-- Study text follows --

Pre-clinical evaluation and optimization of image quality for a Next Generation Tomosynthesis prototype.

A next generation tomosynthesis (NGT) prototype has been developed to investigate alternative scanning geometries for digital breast tomosynthesis (DBT). The NGT system uses a 2D plane as an address space for the x-ray source to define an acquisition geometry. In previous work, tests of physics have been used as objective metrics to evaluate image quality for NGT. In this work, the performance of custom NGT acquisition geometries is evaluated for mastectomy specimens to validate previous phantom experiments. Two custom acquisition geometries - incorporating T- and K-shaped source motion paths in the posteroanterior direction - were compared with a conventional DBT acquisition geometry. Noise power spectra (NPS) are calculated using 3D image reconstructions of the three acquisition geometries to evaluate the degradation of image quality due to noise and to visualize NGT sampling properties in the Fourier domain. NPS are used to describe features of the specimen image reconstructions and compare acquisition geometries. NGT acquisition geometries were found to improve high-frequency performance with isotropic super resolution, reduce out-of-plane reconstruction artifacts, and improve overall image reconstruction quality. The T-geometry combines the benefits of narrow- and wide-angle tomosynthesis in a single scan improving high-frequency spatial resolution and out-of-plane blurring, respectively.

-- Study text concluded --

→ **How to complete this task**
Using the tomosynthesis abstract above, mark each statement yes or no, and quote the words that decide it. 1. The NGT system uses a 2D plane as an address space for the x-ray source. 2. The two custom acquisition geometries were compared only with each other. 3. The NGT acquisition geometries were found to increase out-of-plane reconstruction artifacts.

-- Data for analysis follows --

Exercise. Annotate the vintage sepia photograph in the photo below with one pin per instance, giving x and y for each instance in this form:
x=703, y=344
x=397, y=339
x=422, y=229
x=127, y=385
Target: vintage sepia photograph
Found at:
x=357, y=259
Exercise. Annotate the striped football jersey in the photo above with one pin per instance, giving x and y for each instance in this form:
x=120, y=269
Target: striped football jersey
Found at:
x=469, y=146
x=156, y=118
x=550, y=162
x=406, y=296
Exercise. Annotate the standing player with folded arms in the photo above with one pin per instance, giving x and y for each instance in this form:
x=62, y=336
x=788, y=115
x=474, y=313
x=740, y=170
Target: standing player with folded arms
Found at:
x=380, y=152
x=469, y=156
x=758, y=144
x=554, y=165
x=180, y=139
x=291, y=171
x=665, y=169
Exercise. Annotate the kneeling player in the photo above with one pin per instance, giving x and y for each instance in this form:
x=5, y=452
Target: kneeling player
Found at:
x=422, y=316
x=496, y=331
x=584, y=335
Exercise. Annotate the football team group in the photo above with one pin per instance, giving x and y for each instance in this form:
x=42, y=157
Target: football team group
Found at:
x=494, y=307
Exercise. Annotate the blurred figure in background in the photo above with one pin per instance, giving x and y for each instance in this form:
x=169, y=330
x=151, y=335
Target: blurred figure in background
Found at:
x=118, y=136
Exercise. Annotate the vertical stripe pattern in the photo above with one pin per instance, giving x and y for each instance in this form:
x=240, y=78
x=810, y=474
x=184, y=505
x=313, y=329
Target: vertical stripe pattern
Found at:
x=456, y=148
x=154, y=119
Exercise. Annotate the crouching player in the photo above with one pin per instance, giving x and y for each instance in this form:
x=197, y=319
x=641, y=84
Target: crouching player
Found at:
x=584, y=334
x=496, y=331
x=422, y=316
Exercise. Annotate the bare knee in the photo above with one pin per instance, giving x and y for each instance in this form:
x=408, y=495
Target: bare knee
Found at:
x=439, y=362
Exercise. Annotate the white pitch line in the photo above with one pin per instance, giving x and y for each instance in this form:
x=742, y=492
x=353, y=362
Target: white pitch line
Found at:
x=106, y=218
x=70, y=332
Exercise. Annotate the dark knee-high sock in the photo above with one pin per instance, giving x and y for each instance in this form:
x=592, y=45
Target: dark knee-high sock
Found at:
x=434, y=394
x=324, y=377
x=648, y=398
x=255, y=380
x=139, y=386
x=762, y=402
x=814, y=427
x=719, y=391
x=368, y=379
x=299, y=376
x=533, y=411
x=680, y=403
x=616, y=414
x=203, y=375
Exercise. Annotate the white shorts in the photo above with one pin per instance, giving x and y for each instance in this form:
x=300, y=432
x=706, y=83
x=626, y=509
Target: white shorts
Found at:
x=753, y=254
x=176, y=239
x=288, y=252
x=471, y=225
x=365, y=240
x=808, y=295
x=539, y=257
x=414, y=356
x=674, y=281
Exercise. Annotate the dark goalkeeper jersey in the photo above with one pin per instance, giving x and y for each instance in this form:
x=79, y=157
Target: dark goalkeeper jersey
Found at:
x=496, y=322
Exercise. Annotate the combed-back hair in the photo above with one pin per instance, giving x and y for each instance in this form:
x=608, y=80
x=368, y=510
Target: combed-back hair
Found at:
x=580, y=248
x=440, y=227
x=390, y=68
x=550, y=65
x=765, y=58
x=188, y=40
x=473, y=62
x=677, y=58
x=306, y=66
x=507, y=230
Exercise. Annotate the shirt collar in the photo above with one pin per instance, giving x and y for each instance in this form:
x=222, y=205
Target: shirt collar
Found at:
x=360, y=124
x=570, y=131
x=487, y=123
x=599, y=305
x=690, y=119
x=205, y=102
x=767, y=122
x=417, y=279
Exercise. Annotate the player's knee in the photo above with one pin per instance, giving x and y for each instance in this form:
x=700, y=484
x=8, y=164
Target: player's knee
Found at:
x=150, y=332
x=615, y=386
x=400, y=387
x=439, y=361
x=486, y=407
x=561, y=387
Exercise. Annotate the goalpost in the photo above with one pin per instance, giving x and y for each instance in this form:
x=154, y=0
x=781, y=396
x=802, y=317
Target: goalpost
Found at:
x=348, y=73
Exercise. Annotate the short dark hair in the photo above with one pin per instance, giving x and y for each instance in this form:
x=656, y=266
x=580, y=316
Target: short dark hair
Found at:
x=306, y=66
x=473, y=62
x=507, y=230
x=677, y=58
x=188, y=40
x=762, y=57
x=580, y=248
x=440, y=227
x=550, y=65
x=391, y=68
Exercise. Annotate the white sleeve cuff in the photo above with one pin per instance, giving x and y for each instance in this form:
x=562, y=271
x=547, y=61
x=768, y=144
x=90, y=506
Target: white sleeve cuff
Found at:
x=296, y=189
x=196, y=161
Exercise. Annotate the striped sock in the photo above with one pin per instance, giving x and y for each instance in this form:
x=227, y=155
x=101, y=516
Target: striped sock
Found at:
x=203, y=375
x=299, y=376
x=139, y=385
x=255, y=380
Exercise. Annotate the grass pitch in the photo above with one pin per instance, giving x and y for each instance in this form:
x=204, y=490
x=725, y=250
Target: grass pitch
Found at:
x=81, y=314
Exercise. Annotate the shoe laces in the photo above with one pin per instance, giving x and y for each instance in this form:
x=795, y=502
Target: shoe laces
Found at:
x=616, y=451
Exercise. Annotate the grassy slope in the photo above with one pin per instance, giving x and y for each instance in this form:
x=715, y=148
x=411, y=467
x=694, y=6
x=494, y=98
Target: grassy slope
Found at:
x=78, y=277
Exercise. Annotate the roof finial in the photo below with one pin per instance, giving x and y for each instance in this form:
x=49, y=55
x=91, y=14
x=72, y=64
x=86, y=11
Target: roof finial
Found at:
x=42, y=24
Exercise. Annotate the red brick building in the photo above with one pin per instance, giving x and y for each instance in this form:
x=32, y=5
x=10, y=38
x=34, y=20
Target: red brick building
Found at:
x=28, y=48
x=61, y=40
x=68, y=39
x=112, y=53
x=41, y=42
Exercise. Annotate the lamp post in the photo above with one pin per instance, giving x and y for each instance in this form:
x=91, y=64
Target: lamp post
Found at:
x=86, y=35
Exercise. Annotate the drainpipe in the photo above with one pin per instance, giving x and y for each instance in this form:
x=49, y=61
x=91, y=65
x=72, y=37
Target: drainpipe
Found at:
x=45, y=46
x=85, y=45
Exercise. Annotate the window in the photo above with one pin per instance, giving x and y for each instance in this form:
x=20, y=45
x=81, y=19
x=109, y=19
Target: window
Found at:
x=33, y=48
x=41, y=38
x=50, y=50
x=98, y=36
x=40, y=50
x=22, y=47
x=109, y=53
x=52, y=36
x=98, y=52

-- Data for analysis concluded --

→ **Your response**
1. Yes: "The NGT system uses a 2D plane as an address space for the x-ray source to define an acquisition geometry."
2. No: "were compared with a conventional DBT acquisition geometry."
3. No: "reduce out-of-plane reconstruction artifacts"